• **What is expected**
The response must be made up of the lines in the entries below that contain "reflection".

• **The input**
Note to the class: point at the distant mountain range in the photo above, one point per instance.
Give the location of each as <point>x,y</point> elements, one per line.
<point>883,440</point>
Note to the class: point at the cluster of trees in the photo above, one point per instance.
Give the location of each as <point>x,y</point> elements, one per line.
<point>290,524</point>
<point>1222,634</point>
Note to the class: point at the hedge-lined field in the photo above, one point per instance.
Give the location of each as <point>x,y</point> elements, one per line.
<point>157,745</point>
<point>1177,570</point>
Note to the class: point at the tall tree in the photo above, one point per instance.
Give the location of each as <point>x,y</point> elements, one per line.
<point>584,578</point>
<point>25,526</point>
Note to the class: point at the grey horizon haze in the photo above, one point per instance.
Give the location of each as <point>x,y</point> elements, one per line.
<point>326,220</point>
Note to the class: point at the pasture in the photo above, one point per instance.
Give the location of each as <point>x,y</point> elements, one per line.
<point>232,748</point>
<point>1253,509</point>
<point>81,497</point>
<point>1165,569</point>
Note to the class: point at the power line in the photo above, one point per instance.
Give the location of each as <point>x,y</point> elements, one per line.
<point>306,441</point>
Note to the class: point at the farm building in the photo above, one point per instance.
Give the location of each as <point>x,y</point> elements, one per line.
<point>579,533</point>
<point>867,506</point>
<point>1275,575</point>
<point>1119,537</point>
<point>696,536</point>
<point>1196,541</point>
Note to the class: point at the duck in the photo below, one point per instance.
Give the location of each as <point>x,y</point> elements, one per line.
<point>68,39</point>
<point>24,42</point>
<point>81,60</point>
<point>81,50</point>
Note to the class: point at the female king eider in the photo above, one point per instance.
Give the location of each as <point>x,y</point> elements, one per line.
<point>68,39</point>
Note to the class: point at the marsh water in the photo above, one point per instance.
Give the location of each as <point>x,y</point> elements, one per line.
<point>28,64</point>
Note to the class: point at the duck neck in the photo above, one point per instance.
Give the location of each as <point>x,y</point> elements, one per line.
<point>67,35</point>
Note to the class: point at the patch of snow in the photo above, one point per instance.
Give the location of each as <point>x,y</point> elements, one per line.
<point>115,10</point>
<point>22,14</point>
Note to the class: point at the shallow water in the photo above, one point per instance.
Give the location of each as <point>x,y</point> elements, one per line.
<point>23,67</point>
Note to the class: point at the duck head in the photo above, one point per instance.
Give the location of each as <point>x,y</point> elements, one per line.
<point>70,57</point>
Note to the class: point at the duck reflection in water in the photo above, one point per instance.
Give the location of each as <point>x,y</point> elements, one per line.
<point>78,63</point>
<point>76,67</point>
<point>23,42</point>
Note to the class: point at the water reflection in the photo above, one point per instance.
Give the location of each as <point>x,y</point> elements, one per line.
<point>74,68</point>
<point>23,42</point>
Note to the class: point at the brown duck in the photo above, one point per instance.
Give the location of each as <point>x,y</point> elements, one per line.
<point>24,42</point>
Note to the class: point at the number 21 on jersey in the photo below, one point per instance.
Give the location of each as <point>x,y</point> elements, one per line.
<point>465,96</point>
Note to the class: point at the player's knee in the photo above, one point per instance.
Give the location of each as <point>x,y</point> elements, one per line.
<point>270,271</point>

• **Result for this exercise**
Note to the class: point at the duck reflection in water in the photo above, one point per instance.
Note to the class: point at the water reflection in the photo above, one point per instance.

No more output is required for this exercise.